[Labeled box records]
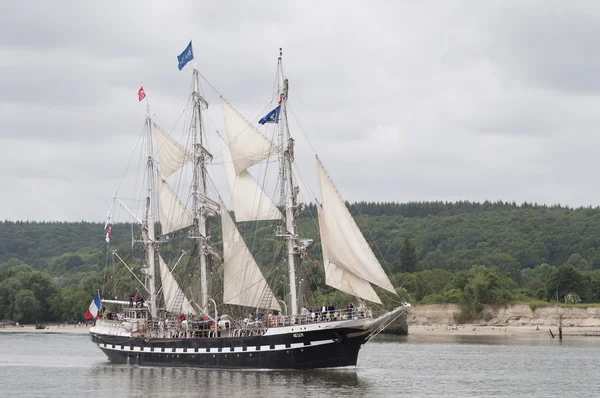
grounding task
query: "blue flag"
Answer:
[258,105,281,124]
[177,40,194,70]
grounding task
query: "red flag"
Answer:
[106,223,112,243]
[138,86,146,101]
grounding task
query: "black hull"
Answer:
[92,328,369,369]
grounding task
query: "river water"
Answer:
[0,333,600,398]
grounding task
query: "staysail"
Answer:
[221,204,281,311]
[317,159,396,303]
[221,97,278,174]
[154,123,194,178]
[219,136,282,222]
[158,175,193,235]
[158,254,196,314]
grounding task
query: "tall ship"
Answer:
[90,42,410,369]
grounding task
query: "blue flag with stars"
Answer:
[177,40,194,70]
[258,105,281,124]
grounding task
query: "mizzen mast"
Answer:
[144,107,158,318]
[192,66,212,313]
[278,48,298,315]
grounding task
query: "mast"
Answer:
[192,65,210,312]
[277,48,298,315]
[145,106,157,318]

* Written request: Copy the data above line for line, omitting the pictures.

* Exercise result:
grounding task
query: "blue flag"
Answer:
[258,105,281,124]
[177,40,194,70]
grounding task
query: "red flag"
Answer:
[106,223,112,243]
[138,86,146,101]
grounding task
query: "black hull"
Answer:
[92,328,369,369]
grounding task
query: "river water"
Answer:
[0,333,600,398]
grounding task
query: "staysail"
Answer:
[221,204,281,311]
[317,159,396,303]
[221,97,278,174]
[154,123,194,178]
[219,136,282,222]
[158,175,193,235]
[158,254,196,314]
grounding task
query: "tall ship"
Answer:
[90,42,410,369]
grounding task
query: "blue flag with stars"
Answer:
[177,40,194,70]
[258,105,281,124]
grounding task
query: "mizzen mast"
Answer:
[144,107,158,318]
[192,66,212,313]
[278,48,298,315]
grounding task
query: "mast"
Answer:
[192,65,210,312]
[277,48,298,315]
[145,106,157,318]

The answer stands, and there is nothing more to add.